§ WHAT THIS TASK INVOLVES
Give the number of rows below that contain the word "locate". Reply with the number only.
═══ INPUT ROWS ═══
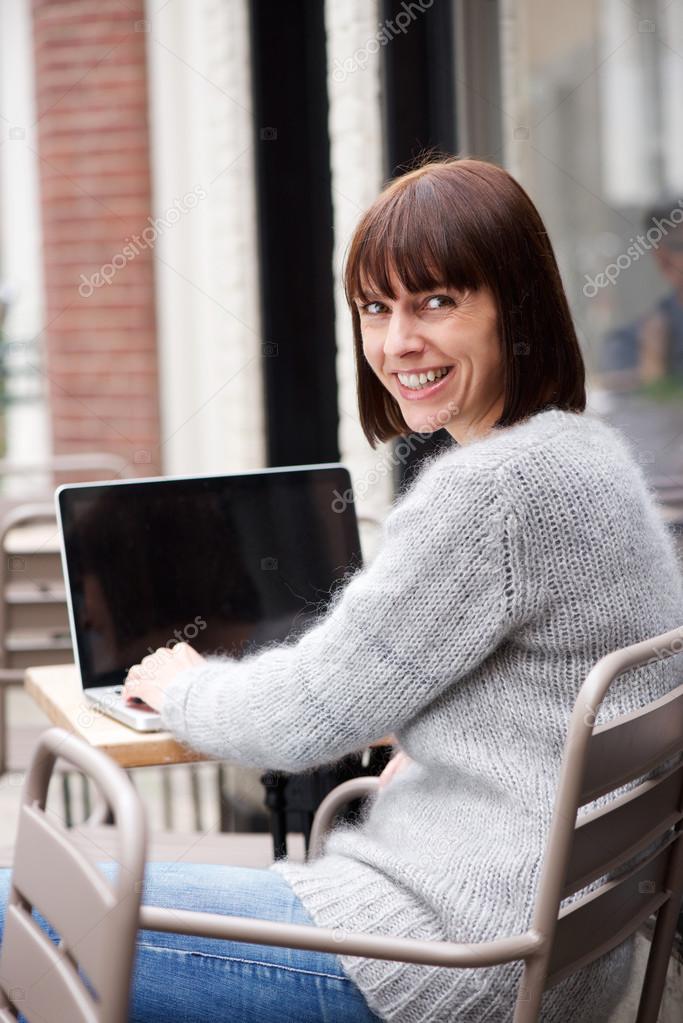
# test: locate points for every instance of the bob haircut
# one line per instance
═══
═══ INPUT ROWS ═══
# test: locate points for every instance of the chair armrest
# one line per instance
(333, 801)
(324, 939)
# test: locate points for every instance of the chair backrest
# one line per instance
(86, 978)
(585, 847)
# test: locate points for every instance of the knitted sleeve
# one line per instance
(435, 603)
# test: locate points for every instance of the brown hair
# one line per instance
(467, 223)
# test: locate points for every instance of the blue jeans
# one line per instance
═══
§ ANSWER TO THE PROBLEM
6